__TEXT PROVIDED__.
=== Begin Enclosure ===
How Do Healthcare Providers Manage the Stream of Information?

Read Transcript

The software is a part of the solution, so we think about it as a feedback loop, right? If you think about it, there's somehow you have to get from the person who's body is generating the data to ultimately result the inside that's coming back to that person. So what are the steps? So there's the body, the body is creating signals, electrical signals, physical signals that are all being sensed, and then transmitted.

So there is a sensing, there is a wireless connectivity piece which is now becoming ubiquitous so the data somehow going somewhere off of the body. Once it's gone somewhere, it gets analyzed, that software. A software helps to generate the insights. I don't think it will be the only way that the insights can generate, there is going to be people involved, there is going to be physicians and others who are going to help to mediate that data.

Right now I think if we're to rely on software alone, I think we'd be in trouble, ultimately medical judgement is going to matter a lot, and then it goes back to the patient, right? So it makes a full loop, and it has to go through these steps and so the great things are that wireless connectivity is becoming ubiquitous and it's becoming cheap, so there's a sort of Moore's Law effect that's driving those costs down.
=== End Enclosure ===
__DESCRIPTION OF THE TASK__.
Please copy the part of the transcript about healthcare data word for word, starting at "How Do Healthcare" and ending at "and then transmitted.".

__INPUT DATA__.
=== Begin Enclosure ===
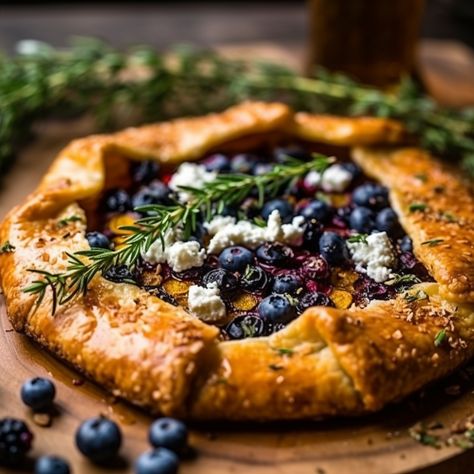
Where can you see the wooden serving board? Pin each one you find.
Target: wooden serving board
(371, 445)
=== End Enclosure ===
=== Begin Enclosure ===
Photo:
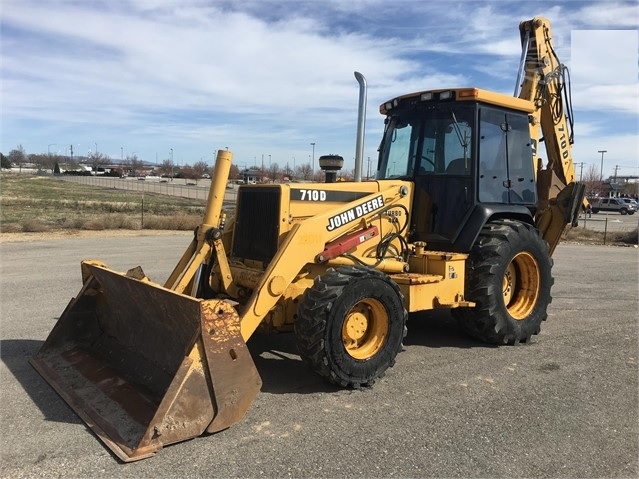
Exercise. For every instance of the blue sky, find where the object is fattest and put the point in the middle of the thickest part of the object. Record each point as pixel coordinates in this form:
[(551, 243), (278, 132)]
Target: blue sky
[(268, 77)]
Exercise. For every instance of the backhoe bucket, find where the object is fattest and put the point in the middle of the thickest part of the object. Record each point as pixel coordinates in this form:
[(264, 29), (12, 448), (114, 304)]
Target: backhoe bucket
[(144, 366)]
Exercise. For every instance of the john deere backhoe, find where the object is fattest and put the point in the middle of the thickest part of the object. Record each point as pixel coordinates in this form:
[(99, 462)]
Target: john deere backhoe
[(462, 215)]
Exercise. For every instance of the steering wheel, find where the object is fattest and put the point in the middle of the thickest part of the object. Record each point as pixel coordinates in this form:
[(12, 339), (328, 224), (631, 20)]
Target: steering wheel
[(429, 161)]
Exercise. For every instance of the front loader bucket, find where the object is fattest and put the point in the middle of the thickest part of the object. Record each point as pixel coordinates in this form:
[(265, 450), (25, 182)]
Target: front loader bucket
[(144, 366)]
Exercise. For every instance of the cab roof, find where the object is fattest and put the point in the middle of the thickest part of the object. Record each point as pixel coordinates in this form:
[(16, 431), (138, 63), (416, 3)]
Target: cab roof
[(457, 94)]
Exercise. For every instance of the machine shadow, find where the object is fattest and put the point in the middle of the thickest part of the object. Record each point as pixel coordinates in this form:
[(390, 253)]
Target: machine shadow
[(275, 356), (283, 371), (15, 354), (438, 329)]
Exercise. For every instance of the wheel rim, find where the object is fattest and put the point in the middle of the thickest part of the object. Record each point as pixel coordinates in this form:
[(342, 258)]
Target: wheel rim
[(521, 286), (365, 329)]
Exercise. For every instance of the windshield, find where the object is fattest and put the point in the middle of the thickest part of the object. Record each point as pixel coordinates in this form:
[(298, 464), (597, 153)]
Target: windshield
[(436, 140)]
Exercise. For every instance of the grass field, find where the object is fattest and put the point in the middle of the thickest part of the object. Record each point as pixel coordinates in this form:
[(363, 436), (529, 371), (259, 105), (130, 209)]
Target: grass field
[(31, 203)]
=== End Enclosure ===
__EXERCISE SOLUTION__.
How Do Healthcare Providers Manage the Stream of Information?

Read Transcript

The software is a part of the solution, so we think about it as a feedback loop, right? If you think about it, there's somehow you have to get from the person who's body is generating the data to ultimately result the inside that's coming back to that person. So what are the steps? So there's the body, the body is creating signals, electrical signals, physical signals that are all being sensed, and then transmitted.